> **TEXTE À LIRE**:
++++++++++++++++++++

A tout moment, le monde entier, qui est maintenant dépendant de ces moyens modernes, pourrait être bloqué dans toutes ses activités. À l'heure actuelle, les grands serveurs du monde, les coffres-forts qui renferment les données ouvertes et confidentielles du monde entier, tant politiques qu'économiques, sont sous le contrôle absolu de quelques mains expertes appartenant à quelques grands Pays.

Souveraineté technologique européenne

Le thème de la société de l'information, sur les résultats du sommet mondial des Nations Unies de septembre 2005, a été repris par le Parlement Européen avec la résolution publiée dans le Journal Officiel n. 227 du C.E. du 21/09/2006 dans laquelle :

  • la condamnation claire du terrorisme par le sommet mondial susmentionné est pleinement approuvée ;
  • l'absence d'un accord sur une définition générale du terrorisme constitue un grave manquement à la foi ;
  • et, enfin, une invitation aux États membres des Nations unies à remédier sans délai à la situation.

Par la suite, une impulsion majeure a été donnée à la lutte contre le terrorisme dans le monde entier en interdisant l'accès aux sites suspects et en fermant ceux qui étaient clairement d'origine terroriste.

L'Europe est actuellement en train d'adopter un « Règlement du Parlement européen et du Conseil relatif à la lutte contre la diffusion de contenus terroristes en ligne ».

Il est opportun de souligner que, dans la lutte contre le terrorisme, l'information est le même instrument qui est utilisé par les terroristes et par ceux qui combattent le terrorisme. Grâce aux technologies de l'information, le terrorisme est devenu très imprévisible et dangereux, mais grâce aux technologies de l'information elles-mêmes, on peut espérer l'éradiquer. Cela signifie que, quel que soit le niveau de diffusion des moyens informatiques, il est nécessaire que les gouvernements des Pays puissent toujours en avoir le contrôle. Dans le même temps, il est essentiel que les différents Pays puissent harmoniser l'utilisation des technologies de l'information en facilitant l'accès de tous les Pays aux équipements modernes et aux logiciels complexes qui gèrent les informations du monde entier.

En 2018, Thierry Breton, alors PDG d'Atos2 et aujourd'hui Commissaire européen au marché intérieur, dans une interview vidéo accordée à Bertille Bayart et Jacques-Olivier Martin et publiée le 6 avril sur Tech & Web de "lefigaro.fr", à propos de la nécessité pour l'Europe de renforcer ses technologies de l'information afin d'être indépendante des autres puissances mondiales, exprimait ainsi sa pensée :

Nous avons en France les compétences et la formation. Mais les moyens à mobiliser sont tels qu'il ne peut y avoir de réponse qu'européenne. Quels sont les grands acteurs de l'intelligence artificielle ? Les États-Unis, la Chine et le Japon. Les deux premiers, surtout, ont deux atouts essentiels : ce sont des marchés unifiés des données, et ils maîtrisent leur puissance de calcul. L'Europe en revanche reste un marché fragmenté, et la filière industrielle reste à construire. Atos est aujourd'hui le seul acteur de rang mondial à fabriquer des supercalculateurs en Europe, mais le continent doit renforcer sa maîtrise des microprocesseurs. Seuls ou en partenariat, c'est un train que nous ne pouvons absolument pas rater.

++++++++++++++++++++

> **DONNÉES EXTRAITES**:
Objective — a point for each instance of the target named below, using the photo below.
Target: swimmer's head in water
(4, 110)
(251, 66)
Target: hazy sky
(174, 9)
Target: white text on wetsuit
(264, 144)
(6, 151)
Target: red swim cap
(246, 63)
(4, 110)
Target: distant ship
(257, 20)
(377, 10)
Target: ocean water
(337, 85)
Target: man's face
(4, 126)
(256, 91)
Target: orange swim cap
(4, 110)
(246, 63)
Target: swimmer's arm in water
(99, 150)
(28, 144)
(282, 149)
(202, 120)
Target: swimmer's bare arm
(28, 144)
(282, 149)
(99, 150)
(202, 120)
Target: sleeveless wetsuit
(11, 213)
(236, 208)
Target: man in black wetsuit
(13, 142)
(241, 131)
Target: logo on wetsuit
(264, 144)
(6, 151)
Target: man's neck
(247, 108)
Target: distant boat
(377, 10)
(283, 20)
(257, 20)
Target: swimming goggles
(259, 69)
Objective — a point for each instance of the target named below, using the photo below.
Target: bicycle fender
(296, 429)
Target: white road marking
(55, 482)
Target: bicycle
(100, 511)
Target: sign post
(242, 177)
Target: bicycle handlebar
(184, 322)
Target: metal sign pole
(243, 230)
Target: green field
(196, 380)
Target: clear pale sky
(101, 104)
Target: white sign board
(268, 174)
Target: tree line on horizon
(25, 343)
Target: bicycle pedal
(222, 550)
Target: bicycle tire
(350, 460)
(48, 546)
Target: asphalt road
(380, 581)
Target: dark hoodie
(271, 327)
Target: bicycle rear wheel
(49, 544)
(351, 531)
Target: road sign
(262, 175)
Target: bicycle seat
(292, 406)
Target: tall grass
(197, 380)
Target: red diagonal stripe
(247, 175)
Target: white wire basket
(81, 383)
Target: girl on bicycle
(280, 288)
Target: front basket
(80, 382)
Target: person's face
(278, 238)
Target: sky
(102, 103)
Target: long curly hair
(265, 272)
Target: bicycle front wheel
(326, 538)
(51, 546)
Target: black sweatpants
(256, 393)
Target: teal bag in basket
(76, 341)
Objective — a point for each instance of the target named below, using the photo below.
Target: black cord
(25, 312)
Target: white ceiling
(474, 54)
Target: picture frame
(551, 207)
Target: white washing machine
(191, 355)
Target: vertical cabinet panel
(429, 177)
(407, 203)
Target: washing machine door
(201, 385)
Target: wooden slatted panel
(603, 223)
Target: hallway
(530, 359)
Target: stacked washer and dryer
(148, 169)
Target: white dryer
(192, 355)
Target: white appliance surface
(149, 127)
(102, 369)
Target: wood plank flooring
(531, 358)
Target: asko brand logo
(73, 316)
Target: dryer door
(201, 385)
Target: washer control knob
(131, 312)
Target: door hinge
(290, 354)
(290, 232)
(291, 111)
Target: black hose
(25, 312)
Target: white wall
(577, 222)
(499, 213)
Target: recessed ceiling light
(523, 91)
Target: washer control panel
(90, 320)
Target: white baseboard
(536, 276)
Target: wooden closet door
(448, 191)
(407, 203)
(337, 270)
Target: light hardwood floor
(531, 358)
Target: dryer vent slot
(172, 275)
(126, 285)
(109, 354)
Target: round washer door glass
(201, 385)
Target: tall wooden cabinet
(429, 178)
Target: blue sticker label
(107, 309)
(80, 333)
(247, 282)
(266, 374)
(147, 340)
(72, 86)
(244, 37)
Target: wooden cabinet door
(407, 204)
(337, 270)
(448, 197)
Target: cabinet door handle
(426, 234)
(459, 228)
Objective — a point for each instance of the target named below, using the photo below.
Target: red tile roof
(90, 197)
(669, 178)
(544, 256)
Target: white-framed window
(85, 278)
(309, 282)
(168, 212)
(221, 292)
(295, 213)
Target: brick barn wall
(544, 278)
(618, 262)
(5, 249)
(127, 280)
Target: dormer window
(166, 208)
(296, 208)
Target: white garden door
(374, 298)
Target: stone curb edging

++++++++++++++++++++

> **CONSIGNE 1**: Recopiez le passage du texte sur la souveraineté technologique européenne allant de « Souveraineté technologique européenne » jusqu'à « clairement d'origine terroriste. », en substituant « congrès mondial » à « sommet mondial ».
> **CONSIGNE 2**: D'après le texte sur la souveraineté technologique européenne, quels pays Thierry Breton cite-t-il comme les grands acteurs de l'intelligence artificielle ?
Appuyez-vous uniquement sur le texte pour répondre.

> **RÉPONSE 1**:
Souveraineté technologique européenne

Le thème de la société de l'information, sur les résultats du congrès mondial des Nations Unies de septembre 2005, a été repris par le Parlement Européen avec la résolution publiée dans le Journal Officiel n. 227 du C.E. du 21/09/2006 dans laquelle :

  • la condamnation claire du terrorisme par le congrès mondial susmentionné est pleinement approuvée ;
  • l'absence d'un accord sur une définition générale du terrorisme constitue un grave manquement à la foi ;
  • et, enfin, une invitation aux États membres des Nations unies à remédier sans délai à la situation.

Par la suite, une impulsion majeure a été donnée à la lutte contre le terrorisme dans le monde entier en interdisant l'accès aux sites suspects et en fermant ceux qui étaient clairement d'origine terroriste.

> **RÉPONSE 2**: Les États-Unis, la Chine et le Japon.